### Challenge
Set down each record exactly as written.

### Supplied entries
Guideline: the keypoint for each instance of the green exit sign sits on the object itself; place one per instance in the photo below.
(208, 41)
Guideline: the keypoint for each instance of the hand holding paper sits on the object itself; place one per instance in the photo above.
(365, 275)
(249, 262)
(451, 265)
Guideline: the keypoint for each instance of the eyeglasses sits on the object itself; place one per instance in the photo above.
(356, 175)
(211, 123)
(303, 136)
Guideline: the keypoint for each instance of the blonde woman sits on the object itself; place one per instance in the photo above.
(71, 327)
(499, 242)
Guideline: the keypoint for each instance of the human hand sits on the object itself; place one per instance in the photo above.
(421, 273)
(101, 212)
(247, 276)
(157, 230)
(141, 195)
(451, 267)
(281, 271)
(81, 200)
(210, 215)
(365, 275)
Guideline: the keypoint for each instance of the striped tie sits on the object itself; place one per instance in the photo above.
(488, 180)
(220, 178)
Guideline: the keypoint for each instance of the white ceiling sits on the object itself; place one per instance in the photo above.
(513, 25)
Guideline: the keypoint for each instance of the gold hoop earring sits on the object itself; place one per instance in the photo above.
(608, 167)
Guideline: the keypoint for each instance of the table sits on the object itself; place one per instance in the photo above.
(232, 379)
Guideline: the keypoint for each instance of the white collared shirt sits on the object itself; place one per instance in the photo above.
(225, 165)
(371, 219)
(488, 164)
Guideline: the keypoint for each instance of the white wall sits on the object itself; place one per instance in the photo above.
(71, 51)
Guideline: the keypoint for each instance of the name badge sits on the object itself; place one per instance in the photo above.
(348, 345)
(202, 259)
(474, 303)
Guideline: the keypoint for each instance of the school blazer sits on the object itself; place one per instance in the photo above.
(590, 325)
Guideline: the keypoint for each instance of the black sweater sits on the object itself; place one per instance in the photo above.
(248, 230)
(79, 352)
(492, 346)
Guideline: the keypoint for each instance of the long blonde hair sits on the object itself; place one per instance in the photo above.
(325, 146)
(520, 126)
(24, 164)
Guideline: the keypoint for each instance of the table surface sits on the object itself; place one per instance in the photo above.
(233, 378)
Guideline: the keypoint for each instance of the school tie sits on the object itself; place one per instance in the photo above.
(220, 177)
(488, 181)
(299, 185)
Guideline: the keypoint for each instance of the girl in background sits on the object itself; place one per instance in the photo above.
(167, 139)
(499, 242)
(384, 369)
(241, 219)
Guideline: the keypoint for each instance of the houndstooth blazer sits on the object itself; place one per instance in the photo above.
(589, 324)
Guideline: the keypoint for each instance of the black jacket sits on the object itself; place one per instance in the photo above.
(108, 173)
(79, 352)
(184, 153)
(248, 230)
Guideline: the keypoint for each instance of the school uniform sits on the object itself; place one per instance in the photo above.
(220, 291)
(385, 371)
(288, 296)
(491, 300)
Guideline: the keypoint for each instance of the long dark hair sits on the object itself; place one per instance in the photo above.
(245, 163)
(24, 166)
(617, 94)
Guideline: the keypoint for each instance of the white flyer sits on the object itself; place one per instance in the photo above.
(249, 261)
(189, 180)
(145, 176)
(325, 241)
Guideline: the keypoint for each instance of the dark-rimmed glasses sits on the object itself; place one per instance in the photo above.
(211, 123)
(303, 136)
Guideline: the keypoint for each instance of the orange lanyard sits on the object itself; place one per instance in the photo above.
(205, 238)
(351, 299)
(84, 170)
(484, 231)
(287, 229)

### Written response
Guideline: the keypoint for each instance of the green exit sign sits on the object itself; place one per instance in the photo below.
(208, 41)
Guideline: the keypoint for each instance of the hand holding paper sits on the object itself; place one per instance in the photo above.
(365, 275)
(249, 262)
(451, 265)
Guideline: the keypoint for each instance of the eyeglasses sits on the object itself; place one per instance in the photo above.
(356, 175)
(211, 123)
(303, 136)
Guideline: the keypoint for each instance of the blonde woman sits on the object itself; place one per instance in the photo above.
(71, 327)
(499, 242)
Guideline: the keypoint for each instance of the human hand sits on the object itself; place one per instance in the photo above.
(421, 273)
(101, 212)
(247, 276)
(157, 230)
(141, 195)
(451, 267)
(281, 271)
(81, 200)
(210, 215)
(365, 275)
Guideline: the keypoint for each instance of the striped tie sits on the object itself; place one per instance in the photo above.
(488, 180)
(220, 178)
Guideline: the keypoint for each instance of the white ceiling sits on the object itself; place one per instance in the photo above.
(513, 25)
Guideline: the keypoint for each instance of the gold hoop earring sits on the object itself; place one per instance in the photo above.
(608, 167)
Guideline: the keypoint for each instance of the table sits on the object itself; place one per instance in the photo above.
(232, 379)
Guideline: the keypoint for each instance of the white collared shirt sits on the object itself; place one per instance in the photo above.
(225, 165)
(371, 219)
(488, 164)
Guideline: the keypoint for each instance of the white wall sits on the object itself; place one per instance in the photo above.
(71, 51)
Guideline: the keypoint for each instance of the name badge sits on the object itself; place one per instance in the photo above.
(348, 345)
(202, 259)
(474, 303)
Guideline: the keypoint for each instance of the school blazer sits on the object itself; place one per instance in the photo above.
(590, 325)
Guideline: the keypoint for each instance of the black sweater sits on the object itself; place one per instance in the photo above.
(248, 230)
(79, 352)
(492, 346)
Guideline: the keypoint for each instance of the long blonde hair sits on the object itself; place one per instance in the photo above.
(325, 146)
(520, 126)
(24, 164)
Guideline: the keypoint for each instance of the table surface sits on the object itself; place one per instance in the photo above.
(233, 378)
Guideline: the keypoint for each instance of the school tie sits on the object itself; place one per instance in the photo above.
(220, 177)
(488, 181)
(299, 185)
Guideline: the keypoint for each instance of the girl in background sits on the object itself; place one per instance in the photo above.
(167, 139)
(499, 242)
(384, 369)
(241, 219)
Guideline: the keypoint for each instance of the houndstooth blazer sits on the object itself; place one per instance in the photo above.
(589, 324)
Guideline: the keypoint for each instance of the black jacket sits on the object itself; place one per instance in the photo above.
(108, 173)
(79, 352)
(184, 153)
(248, 230)
Guideline: the keypoint for each instance of the school uniform sits on the object itself; place one per instance in the photo above.
(220, 291)
(385, 371)
(288, 296)
(491, 300)
Guideline: the keypoint for each instance of the long dark hair sits on the object itself; place one per instance in the photo above.
(245, 163)
(24, 166)
(617, 94)
Guideline: the keypoint for each instance of the white flyer sits on the object itself; place one per instance in the photo above.
(249, 261)
(189, 180)
(145, 176)
(325, 241)
Guideline: the keypoint for each instance of the dark-rimmed glasses sits on the object itself; place one per instance in the photo above.
(211, 123)
(303, 136)
Guideline: the keypoint for each instance of the orange lanyard sits on the object itself; place one per instance in the photo above.
(205, 238)
(351, 299)
(84, 170)
(484, 231)
(287, 229)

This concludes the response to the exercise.